YOUR GOAL => Each entry below is to be extracted exactly.

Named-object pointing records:
○ ○ ○

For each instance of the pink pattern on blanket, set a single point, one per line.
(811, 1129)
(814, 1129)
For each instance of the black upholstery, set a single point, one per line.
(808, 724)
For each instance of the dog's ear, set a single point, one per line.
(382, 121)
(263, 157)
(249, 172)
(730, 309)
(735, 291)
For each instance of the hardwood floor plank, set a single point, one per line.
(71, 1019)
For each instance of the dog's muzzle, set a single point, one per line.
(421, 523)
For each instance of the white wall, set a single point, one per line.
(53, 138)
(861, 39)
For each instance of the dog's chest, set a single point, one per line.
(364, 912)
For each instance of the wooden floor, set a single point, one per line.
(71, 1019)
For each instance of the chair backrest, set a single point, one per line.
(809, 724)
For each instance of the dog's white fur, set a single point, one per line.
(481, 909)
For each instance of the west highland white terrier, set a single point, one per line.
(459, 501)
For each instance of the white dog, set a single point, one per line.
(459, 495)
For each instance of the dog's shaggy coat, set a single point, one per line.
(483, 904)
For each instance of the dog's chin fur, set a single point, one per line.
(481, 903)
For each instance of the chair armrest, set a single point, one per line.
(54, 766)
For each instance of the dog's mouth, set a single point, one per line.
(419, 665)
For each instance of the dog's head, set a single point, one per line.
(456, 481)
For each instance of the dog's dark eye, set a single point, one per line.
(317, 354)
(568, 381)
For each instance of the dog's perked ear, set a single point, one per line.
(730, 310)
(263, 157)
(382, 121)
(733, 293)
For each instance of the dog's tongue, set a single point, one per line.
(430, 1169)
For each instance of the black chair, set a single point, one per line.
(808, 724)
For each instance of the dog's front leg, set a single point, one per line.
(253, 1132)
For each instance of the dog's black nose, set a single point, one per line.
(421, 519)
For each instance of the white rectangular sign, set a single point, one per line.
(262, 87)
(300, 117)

○ ○ ○

CORRECT RESPONSE =>
For each instance of the pink pattern on blanket, set a single point, one per line.
(811, 1129)
(814, 1129)
For each instance of the black upholstery, set a single point, one per line.
(808, 724)
For each instance of the dog's ear, set a single point, one per line.
(382, 121)
(263, 157)
(249, 172)
(730, 309)
(735, 291)
For each instance of the hardwood floor plank, set a single point, one per line.
(71, 1019)
For each instance of the dog's muzzle, set a single point, one per line.
(421, 523)
For each instance of the white wall, set a single point, one per line.
(53, 138)
(861, 39)
For each instance of the dog's chest, set a single point, one per line.
(364, 912)
For each instance of the wooden floor, set a single point, one per line.
(71, 1019)
For each instance of the chair backrest, set a single point, one per line.
(809, 724)
For each instance of the dog's white fur, set a single point, one per line.
(481, 909)
For each instance of the west highland white terrier, set a single point, one per line.
(459, 501)
For each instance of the white dog, set a single point, one per line.
(459, 495)
For each instance of the dog's shaggy coat, set a single point, one per line.
(483, 904)
For each instance of the dog's chin fur, set a single point, one per line.
(481, 903)
For each instance of the chair armrest, set a single point, one per line.
(54, 766)
For each instance of the dog's mouth, set a single point, one per line.
(419, 665)
For each instance of the dog's head, set a single point, one per line.
(456, 481)
For each instance of the dog's dark eye, set a single point, one per line.
(317, 354)
(568, 381)
For each instance of the dog's perked ear, set a single point, one per line.
(730, 310)
(263, 157)
(382, 121)
(733, 293)
For each instance of the dog's tongue, set a single point, one per line.
(430, 1169)
For each instance of the black chair, set a single point, one per line.
(808, 724)
For each instance of the dog's front leg, set a single point, one per line.
(253, 1132)
For each instance of the dog's black nose, set a single point, one per line.
(421, 519)
For each instance of the white rectangular sign, set a single point, one per line.
(262, 87)
(300, 117)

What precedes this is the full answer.